# Dataset extract
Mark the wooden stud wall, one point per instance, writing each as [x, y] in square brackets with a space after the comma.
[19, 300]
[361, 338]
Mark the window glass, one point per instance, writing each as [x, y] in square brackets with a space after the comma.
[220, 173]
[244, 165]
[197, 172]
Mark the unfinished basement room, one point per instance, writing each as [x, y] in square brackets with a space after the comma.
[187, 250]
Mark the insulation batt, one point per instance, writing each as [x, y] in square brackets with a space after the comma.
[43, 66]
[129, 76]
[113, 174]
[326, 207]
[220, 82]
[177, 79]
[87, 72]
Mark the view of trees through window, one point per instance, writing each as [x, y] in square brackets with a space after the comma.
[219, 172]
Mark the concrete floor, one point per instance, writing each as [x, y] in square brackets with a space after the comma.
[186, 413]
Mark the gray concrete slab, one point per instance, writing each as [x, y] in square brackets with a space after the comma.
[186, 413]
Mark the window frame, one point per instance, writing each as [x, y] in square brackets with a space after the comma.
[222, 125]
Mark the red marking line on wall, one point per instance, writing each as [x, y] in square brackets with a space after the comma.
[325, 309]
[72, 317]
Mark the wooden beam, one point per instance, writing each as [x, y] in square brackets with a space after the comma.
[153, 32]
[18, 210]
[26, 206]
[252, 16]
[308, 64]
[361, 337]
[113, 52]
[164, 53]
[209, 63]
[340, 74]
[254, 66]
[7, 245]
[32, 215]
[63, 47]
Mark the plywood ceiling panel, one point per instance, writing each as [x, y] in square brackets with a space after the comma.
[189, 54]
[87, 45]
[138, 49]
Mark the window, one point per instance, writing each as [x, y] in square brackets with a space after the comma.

# Task to complete
Please print all of the records above again, word for word, with no changes.

# Response to this task
Mark the wooden stud wall, one point per instance, writing each as [x, y] in square brackets with a space after the comma.
[19, 300]
[361, 338]
Mark the window glass, one point per instance, writing each as [x, y] in square brackets with a space after the comma.
[220, 173]
[244, 165]
[197, 172]
Mark the unfinished basement room, one point per instance, writing each as [x, y] in square brackets with a space after the comma.
[187, 250]
Mark the insulation batt, one point per instance, writing each as [x, y] in square brackets with a space after the comma.
[43, 66]
[129, 76]
[113, 174]
[326, 207]
[220, 82]
[177, 79]
[87, 72]
Mark the view of trees through window, one point per instance, writing each as [x, y] in square brackets with a space after the comma.
[219, 172]
Mark the concrete floor, one point per instance, writing each as [x, y] in square brackets with a space after the comma.
[186, 413]
Mark the gray concrete slab, one point per instance, writing each as [x, y] in square brackets with a space after the comma.
[186, 413]
Mark the window frame, one point per instance, writing each as [x, y] in square brackets with a space after the comma.
[222, 125]
Mark the red marking line on wall, one point per instance, writing each as [x, y] in square brackets with a space after the comma.
[325, 309]
[72, 317]
Mark the wooden beam, one point per instance, writing each as [x, y] in square brackets with a space after the comma.
[153, 32]
[18, 210]
[26, 206]
[252, 16]
[308, 64]
[361, 337]
[113, 52]
[164, 53]
[209, 63]
[340, 74]
[254, 66]
[7, 245]
[32, 215]
[63, 47]
Mark the plywood ceiling panel, one point per instance, writing each as [x, y] in square brackets with a space after the comma.
[189, 54]
[87, 45]
[138, 49]
Mark the window, one point per instance, writing each as [x, y] in square brackets with a space after the comma.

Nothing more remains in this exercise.